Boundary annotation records
----------
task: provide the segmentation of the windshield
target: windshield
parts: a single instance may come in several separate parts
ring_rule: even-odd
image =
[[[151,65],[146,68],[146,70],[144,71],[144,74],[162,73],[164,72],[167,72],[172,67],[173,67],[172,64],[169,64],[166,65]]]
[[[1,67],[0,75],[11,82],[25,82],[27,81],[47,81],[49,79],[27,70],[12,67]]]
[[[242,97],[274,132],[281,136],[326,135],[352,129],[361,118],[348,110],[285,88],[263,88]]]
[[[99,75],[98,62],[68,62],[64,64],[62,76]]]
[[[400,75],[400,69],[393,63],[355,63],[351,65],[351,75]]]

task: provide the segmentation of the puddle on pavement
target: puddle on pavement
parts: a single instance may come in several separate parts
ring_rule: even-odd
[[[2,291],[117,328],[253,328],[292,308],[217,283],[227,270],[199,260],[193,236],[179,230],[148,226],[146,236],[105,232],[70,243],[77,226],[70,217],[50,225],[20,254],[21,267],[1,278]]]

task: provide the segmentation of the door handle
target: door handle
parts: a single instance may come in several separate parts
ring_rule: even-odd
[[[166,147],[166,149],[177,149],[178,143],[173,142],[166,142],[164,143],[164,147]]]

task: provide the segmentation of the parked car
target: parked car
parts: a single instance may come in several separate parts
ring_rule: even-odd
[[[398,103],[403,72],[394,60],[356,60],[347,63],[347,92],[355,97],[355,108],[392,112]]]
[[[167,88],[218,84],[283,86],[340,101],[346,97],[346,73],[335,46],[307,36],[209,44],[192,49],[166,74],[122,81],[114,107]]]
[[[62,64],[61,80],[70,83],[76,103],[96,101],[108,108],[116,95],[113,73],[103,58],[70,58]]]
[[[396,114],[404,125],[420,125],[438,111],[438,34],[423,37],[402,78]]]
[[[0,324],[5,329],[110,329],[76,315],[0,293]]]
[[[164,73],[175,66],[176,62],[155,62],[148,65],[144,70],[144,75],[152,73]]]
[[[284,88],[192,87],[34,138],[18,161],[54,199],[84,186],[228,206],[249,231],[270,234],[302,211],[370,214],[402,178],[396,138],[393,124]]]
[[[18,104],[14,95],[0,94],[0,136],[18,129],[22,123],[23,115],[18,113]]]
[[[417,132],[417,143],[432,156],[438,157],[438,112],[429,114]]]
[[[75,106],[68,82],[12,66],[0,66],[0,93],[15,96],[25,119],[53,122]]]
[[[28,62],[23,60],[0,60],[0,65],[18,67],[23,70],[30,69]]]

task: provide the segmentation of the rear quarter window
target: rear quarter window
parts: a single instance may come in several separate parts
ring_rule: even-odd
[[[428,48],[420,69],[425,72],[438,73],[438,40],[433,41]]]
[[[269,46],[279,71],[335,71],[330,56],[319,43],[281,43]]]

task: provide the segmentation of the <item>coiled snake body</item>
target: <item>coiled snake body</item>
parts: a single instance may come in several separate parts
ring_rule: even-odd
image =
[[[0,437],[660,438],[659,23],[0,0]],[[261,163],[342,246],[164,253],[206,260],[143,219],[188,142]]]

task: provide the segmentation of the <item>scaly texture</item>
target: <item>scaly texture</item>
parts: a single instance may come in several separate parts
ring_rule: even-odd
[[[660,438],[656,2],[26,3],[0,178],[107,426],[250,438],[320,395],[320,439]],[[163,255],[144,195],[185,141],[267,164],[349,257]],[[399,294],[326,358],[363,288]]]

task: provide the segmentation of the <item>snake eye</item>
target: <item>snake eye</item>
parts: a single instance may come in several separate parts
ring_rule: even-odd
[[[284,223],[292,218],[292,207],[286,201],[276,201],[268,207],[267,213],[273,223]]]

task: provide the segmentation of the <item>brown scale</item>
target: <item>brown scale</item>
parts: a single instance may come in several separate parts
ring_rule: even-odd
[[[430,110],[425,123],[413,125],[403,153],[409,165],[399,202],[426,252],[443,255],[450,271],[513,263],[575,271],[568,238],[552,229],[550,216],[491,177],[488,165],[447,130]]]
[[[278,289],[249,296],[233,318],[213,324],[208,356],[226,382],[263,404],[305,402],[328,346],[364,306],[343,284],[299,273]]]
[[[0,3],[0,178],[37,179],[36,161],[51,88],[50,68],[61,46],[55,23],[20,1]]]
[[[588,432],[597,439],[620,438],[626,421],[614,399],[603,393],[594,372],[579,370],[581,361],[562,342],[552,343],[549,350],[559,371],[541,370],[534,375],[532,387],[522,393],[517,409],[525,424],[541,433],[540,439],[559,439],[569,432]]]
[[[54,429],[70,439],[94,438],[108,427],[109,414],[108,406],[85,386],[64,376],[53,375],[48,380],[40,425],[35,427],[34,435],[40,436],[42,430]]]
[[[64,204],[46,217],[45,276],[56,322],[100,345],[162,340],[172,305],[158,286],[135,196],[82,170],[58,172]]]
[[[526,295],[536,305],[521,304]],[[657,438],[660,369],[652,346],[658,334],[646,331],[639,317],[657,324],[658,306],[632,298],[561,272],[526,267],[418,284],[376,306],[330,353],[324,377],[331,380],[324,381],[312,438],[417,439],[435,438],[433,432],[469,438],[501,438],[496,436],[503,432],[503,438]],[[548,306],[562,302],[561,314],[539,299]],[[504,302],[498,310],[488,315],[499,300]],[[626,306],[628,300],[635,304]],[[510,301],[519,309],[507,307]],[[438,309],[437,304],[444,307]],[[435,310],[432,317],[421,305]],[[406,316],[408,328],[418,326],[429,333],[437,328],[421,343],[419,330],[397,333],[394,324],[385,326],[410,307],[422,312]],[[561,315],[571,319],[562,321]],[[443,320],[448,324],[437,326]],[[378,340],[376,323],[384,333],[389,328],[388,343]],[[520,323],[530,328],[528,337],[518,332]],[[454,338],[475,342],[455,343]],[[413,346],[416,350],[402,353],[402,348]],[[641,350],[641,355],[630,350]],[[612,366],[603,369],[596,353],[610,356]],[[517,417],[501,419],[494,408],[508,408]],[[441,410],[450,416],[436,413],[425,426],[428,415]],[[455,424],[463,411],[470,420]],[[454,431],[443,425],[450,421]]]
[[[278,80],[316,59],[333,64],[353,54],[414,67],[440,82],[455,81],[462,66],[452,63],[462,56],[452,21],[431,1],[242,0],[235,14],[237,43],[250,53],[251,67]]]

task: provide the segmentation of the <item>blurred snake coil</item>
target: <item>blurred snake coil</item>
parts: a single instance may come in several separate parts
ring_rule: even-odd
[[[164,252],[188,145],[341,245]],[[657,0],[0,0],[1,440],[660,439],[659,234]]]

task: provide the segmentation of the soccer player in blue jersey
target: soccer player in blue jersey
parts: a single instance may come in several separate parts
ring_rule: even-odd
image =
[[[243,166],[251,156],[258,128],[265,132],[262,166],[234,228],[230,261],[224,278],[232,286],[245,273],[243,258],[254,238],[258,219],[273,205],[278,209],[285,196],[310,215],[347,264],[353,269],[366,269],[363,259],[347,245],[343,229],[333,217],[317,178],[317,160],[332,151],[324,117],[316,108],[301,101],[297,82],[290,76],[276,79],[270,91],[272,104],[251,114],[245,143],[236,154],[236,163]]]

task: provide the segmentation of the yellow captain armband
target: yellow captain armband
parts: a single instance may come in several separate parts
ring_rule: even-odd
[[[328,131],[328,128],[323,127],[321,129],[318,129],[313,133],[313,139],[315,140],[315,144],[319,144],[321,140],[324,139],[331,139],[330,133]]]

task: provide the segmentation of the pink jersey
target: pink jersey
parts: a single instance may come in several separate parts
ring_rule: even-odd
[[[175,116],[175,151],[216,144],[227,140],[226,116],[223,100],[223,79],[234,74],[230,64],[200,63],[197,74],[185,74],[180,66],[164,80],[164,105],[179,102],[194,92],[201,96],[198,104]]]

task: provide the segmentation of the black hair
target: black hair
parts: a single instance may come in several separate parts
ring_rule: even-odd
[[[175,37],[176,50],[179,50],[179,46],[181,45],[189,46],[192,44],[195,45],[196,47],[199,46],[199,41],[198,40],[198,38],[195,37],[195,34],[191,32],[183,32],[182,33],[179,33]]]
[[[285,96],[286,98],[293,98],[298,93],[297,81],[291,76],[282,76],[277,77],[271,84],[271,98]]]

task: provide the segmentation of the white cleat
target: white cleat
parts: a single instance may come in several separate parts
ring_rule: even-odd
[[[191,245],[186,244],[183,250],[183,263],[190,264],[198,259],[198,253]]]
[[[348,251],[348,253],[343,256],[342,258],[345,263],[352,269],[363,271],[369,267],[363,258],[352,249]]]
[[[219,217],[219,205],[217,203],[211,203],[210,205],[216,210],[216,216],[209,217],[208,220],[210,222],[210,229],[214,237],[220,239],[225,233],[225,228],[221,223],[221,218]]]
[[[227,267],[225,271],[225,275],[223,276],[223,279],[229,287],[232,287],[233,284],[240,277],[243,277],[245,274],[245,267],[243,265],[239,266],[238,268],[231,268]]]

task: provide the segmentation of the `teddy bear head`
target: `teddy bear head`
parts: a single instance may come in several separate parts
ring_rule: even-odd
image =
----------
> **TASK DIRECTIONS**:
Reproduce the listing from its start through the line containing "[[[400,75],[400,69],[393,63],[355,63],[351,65],[351,75]]]", switching "windshield" to "windscreen" and leaving everything else unchanged.

> **WORKED SOLUTION**:
task: provide the segmentation of the windscreen
target: windscreen
parts: a single instance may come in several separate parts
ring_rule: even-odd
image =
[[[151,65],[146,68],[146,70],[144,71],[144,74],[162,73],[164,72],[167,72],[172,67],[173,67],[172,64],[169,64],[166,65]]]
[[[1,67],[0,75],[11,82],[25,82],[27,81],[47,81],[49,79],[27,70],[12,67]]]
[[[242,97],[274,132],[281,136],[326,135],[352,129],[361,118],[348,110],[285,88],[263,88]]]
[[[99,75],[98,62],[68,62],[64,64],[62,76]]]
[[[400,75],[400,69],[393,63],[355,63],[351,65],[351,75]]]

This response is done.